### [Task description]
Rewrite the data below, putting "occurrence" wherever "instance" appears and leaving everything else unchanged.

### [Source material]
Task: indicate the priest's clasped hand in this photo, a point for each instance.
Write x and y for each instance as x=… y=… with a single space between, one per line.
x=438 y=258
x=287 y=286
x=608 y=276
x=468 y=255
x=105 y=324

### [Finished task]
Task: indicate the priest's clasped hand in this photo, a point for each occurrence.
Write x and y for each occurrence as x=… y=… with a single space between, one per line.
x=438 y=258
x=287 y=286
x=608 y=276
x=468 y=255
x=105 y=324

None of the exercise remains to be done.